_SELECTED EXCERPT_
********************

Granted, cities’ return to fiscal stability will depend mostly on the wider economic recovery. Yet federal choices, on fiscal matters as well as major programs such as homeland security and welfare, will massively impact localities, regardless of national trends.

For that reason, Congress and the Bush administration need to realign national and local interests in three major areas:

First, follow the money. Cities depend on their states, and right now the states face a collective deficit of $60 billion or more, in part because of the year’s weak tax collections. As a result, governors face nearly impossible choices between cutting Medicaid and cutting child care, slashing revenue sharing and slashing education. The upshot: America’s cities will absorb the brunt of the cuts.

Which raises an urgent question: Can cities and states prevail on Washington to participate in managing the crisis?

In this regard, good ideas for helping states (and their cities) abound, and range from a plan by Democratic Sen. John Edwards of North Carolina to temporarily increase Medicaid payments to states to a proposal by Democratic Sen. Max Baucus of Montana to give $75 billion in block grants to cash-strapped state governments.

Washington should not stand by while states and localities contend with the worst budget crises they’ve seen in a generation.

Without action, the massive spending cuts and tax increases that states will soon initiate will undercut any economic recovery and weaken the nation’s safety net of social programs.

Second, America’s cities start the year utterly uncertain about what support they can rely on from Washington to help them meet the nation’s security challenges.

No more than $500 million of the $3.5 billion designated by President Bush’s initial plan for supporting “first responders”—local police, fire and emergency medical crews—has yet materialized. But Boston Mayor Thomas Menino recently estimated that cities have spent some $2.6 billion since 9/11 on new security measures.

Huge local costs have been incurred to protect the nation’s 429 commercial airports and coordinate responses to terrorist threats. More than half of the nation’s large cities recently claimed that providing homeland security has made it harder to perform their normal public safety responsibilities. In Baltimore, funding for basic city services has been frozen to compensate for increased spending on police.

So will Washington pitch in as a true partner of the cities? Or will it leave the financial burden of homeland security to others as a new unfunded mandate?

Finally, cities have an inordinate interest in debates over federal programs addressing poverty and the working poor.

In the late 1990s, urban areas used the flexible welfare reform law of 1996 to move hundreds of thousands of clients into the workforce. Simultaneously, cities realized substantial gains as millions of their residents used the Earned Income Tax Credit (EITC) to build assets that in turn boosted whole neighborhoods.

********************

_DATA SUPPLIED_
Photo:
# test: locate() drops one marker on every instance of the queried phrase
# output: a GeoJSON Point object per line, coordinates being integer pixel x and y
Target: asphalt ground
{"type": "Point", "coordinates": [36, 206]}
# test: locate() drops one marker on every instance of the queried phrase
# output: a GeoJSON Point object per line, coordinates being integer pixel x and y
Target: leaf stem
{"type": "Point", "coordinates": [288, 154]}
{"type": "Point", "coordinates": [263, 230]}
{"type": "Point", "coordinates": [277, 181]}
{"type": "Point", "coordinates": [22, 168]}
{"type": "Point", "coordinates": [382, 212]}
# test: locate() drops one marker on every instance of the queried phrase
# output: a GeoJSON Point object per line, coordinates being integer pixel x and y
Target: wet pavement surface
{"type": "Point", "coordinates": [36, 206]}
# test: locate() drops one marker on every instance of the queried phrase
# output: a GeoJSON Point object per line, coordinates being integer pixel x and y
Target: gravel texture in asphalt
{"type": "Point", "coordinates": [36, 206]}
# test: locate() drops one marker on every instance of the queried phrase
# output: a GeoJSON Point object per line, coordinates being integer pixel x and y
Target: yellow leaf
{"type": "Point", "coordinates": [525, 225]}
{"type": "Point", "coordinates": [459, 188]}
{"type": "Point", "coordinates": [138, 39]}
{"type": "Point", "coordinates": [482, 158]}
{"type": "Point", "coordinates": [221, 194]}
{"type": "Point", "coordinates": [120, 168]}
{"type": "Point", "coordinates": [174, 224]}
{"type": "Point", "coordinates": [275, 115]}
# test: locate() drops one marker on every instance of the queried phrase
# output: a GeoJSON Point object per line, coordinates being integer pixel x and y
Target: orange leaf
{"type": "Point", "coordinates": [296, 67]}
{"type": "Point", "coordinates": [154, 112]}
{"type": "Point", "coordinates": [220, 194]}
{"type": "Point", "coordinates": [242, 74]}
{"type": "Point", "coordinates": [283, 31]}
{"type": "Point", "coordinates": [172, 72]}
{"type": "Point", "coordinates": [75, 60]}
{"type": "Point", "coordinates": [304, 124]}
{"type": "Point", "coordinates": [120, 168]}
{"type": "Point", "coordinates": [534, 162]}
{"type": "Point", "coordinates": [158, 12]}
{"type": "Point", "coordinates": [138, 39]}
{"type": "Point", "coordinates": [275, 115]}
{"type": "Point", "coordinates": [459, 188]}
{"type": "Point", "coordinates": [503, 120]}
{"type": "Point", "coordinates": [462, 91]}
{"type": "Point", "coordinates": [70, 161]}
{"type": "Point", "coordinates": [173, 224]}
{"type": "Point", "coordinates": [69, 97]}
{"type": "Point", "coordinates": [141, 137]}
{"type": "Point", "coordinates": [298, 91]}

********************

_REQUIRED WORK_
Please repeat the passage above on cities and federal policy, word for word, between "Granted, cities’ return" and "managing the crisis?", inclusive.

_THE COMPLETED TASK_
Granted, cities’ return to fiscal stability will depend mostly on the wider economic recovery. Yet federal choices, on fiscal matters as well as major programs such as homeland security and welfare, will massively impact localities, regardless of national trends.

For that reason, Congress and the Bush administration need to realign national and local interests in three major areas:

First, follow the money. Cities depend on their states, and right now the states face a collective deficit of $60 billion or more, in part because of the year’s weak tax collections. As a result, governors face nearly impossible choices between cutting Medicaid and cutting child care, slashing revenue sharing and slashing education. The upshot: America’s cities will absorb the brunt of the cuts.

Which raises an urgent question: Can cities and states prevail on Washington to participate in managing the crisis?